# [WHAT YOU SHOULD DO]
From the entries that follow, gather each line holding the word "eyeglasses".

# [EXERCISE MATERIALS]

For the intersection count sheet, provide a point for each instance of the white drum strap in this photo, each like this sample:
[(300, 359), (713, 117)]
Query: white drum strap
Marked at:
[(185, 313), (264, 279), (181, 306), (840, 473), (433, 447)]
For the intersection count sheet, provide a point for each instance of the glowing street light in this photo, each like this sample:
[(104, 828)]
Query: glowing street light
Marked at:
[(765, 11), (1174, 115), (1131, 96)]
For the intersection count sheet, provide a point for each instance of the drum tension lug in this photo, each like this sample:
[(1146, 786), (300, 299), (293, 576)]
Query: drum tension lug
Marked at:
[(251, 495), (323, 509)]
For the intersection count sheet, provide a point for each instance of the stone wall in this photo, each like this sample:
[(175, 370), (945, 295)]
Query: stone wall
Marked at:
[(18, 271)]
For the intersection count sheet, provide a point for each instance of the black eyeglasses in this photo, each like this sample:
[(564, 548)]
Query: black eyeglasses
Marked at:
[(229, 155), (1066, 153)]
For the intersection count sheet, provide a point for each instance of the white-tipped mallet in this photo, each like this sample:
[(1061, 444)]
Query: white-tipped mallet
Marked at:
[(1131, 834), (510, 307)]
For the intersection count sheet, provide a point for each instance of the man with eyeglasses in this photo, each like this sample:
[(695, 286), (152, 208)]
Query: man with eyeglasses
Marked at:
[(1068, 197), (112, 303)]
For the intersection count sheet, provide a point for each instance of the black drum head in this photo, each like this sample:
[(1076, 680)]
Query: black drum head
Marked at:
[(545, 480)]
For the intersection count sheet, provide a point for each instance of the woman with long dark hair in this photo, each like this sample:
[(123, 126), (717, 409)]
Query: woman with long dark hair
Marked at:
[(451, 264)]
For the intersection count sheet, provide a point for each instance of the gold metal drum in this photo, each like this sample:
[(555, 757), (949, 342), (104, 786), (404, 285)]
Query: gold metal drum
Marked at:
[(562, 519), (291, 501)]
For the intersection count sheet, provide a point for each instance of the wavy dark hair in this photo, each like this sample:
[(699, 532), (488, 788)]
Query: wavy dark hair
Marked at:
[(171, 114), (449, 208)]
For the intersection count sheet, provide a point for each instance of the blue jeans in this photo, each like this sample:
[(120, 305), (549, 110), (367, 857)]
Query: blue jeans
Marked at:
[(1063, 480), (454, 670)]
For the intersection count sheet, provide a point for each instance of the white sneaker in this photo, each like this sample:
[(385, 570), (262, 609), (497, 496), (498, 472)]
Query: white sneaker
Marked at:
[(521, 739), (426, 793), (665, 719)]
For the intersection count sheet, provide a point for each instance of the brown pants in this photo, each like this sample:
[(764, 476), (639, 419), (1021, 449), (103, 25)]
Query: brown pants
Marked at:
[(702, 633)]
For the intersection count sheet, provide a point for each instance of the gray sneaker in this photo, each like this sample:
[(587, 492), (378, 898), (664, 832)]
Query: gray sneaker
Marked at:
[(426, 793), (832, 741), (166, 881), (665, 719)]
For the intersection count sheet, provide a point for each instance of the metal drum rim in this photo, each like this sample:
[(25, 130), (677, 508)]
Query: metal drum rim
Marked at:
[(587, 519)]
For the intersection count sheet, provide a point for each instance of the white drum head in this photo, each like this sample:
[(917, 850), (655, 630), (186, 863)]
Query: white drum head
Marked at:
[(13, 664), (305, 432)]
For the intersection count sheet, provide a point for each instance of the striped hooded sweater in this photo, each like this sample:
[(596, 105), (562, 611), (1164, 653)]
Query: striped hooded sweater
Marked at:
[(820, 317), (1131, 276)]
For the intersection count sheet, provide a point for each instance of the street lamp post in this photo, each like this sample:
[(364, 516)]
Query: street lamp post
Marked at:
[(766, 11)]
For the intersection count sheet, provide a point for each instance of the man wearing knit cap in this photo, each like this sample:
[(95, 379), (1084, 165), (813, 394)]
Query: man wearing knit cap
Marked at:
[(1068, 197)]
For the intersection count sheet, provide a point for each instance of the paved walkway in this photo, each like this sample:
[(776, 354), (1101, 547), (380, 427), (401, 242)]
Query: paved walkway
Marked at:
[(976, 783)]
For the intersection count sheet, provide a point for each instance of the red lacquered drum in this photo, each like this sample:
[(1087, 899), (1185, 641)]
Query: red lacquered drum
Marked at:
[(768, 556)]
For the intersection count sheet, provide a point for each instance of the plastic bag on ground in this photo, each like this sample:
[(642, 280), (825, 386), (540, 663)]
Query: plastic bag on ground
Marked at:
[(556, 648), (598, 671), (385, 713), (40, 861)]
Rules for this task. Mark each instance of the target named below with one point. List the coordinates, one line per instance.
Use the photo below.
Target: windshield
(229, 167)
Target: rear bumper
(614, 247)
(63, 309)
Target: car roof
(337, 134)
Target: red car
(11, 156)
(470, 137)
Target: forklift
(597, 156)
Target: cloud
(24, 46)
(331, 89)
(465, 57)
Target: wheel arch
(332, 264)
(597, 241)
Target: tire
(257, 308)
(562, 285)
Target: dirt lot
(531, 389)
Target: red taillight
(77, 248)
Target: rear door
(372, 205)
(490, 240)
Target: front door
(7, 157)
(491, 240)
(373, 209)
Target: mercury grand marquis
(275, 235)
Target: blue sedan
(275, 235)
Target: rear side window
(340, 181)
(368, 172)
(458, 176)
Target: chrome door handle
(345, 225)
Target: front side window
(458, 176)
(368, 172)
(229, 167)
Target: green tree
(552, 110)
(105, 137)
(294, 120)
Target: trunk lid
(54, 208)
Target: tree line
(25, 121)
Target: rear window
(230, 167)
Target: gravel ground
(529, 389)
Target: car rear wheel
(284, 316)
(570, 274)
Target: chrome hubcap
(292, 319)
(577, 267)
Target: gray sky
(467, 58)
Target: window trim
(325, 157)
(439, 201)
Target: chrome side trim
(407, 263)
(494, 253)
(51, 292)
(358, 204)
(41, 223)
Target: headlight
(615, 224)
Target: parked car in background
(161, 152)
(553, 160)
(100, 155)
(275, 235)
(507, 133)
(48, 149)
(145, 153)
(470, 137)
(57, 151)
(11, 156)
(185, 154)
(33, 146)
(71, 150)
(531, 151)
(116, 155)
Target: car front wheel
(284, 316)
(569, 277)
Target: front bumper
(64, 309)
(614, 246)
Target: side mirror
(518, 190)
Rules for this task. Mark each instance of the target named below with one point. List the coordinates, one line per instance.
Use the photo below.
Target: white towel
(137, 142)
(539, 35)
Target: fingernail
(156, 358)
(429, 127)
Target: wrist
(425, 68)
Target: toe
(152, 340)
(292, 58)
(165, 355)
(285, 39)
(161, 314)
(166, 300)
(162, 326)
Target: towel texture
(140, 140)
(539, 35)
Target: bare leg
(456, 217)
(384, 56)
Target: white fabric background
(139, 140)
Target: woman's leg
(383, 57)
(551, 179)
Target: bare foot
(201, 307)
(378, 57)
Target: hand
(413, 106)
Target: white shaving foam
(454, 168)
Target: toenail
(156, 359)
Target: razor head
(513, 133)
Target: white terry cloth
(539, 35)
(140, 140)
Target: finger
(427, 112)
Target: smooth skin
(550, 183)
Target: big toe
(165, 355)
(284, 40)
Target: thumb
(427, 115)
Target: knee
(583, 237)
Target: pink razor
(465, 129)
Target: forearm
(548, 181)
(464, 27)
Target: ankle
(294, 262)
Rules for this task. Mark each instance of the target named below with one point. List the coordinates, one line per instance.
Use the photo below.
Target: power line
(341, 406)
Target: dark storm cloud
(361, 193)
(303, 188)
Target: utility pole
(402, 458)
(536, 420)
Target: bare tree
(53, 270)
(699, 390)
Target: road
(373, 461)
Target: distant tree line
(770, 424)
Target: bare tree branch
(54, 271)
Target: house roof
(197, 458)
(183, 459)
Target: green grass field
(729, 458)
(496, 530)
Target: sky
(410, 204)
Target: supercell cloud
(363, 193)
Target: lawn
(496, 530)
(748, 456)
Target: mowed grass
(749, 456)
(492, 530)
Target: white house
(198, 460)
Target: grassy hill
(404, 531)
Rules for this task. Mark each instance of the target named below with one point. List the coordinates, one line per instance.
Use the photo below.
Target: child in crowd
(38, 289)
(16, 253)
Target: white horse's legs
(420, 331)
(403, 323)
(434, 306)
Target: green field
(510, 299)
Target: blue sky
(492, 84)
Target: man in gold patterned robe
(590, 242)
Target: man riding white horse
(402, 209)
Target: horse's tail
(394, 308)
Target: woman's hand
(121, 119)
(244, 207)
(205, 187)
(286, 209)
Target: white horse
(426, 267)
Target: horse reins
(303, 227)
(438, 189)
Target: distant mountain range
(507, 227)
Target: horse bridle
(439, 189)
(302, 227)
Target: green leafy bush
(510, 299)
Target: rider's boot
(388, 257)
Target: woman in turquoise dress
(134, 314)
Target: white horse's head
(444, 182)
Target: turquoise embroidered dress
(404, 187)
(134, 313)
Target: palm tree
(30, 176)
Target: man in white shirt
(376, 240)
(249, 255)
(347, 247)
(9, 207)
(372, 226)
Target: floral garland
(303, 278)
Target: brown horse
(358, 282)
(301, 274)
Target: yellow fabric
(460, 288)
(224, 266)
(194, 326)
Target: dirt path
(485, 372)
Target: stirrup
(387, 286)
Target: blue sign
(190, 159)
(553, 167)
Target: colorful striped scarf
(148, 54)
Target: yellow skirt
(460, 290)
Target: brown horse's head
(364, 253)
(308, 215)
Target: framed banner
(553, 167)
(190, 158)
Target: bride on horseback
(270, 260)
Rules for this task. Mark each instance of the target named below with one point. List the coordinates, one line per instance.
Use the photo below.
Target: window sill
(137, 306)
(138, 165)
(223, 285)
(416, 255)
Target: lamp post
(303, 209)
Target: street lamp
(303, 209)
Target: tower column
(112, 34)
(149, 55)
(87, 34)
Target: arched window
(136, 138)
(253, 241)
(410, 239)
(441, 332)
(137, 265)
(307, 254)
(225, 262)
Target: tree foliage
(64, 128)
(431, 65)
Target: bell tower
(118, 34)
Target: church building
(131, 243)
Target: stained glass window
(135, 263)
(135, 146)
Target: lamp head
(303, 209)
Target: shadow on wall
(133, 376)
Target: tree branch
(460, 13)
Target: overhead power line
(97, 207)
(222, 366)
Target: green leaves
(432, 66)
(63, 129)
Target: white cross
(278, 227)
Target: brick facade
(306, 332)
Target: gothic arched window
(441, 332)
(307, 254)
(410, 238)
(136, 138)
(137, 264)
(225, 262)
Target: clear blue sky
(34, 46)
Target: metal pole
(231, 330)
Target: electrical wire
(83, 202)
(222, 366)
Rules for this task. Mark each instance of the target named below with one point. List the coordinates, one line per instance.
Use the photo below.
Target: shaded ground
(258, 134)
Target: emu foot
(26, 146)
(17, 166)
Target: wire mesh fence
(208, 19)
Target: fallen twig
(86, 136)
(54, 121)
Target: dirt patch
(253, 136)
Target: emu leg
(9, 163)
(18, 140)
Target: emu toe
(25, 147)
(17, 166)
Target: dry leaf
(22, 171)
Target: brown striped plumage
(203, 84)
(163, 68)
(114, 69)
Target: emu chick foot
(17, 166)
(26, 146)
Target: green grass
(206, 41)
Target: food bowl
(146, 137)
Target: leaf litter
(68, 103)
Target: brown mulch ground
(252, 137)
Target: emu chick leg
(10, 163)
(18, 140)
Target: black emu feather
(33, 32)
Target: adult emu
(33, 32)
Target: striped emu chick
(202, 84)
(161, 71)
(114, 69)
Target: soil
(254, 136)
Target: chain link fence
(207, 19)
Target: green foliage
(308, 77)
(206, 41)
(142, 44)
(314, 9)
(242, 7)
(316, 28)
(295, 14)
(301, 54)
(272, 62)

# [RESPONSE BELOW]
For the intersection count sheet, provide a point for each instance of the black eyeglasses in this photo, each like this sample:
Query: black eyeglasses
For the intersection count sheet, provide a point for each instance of the man with eyeglasses in this photo, each like this sample:
Query: man with eyeglasses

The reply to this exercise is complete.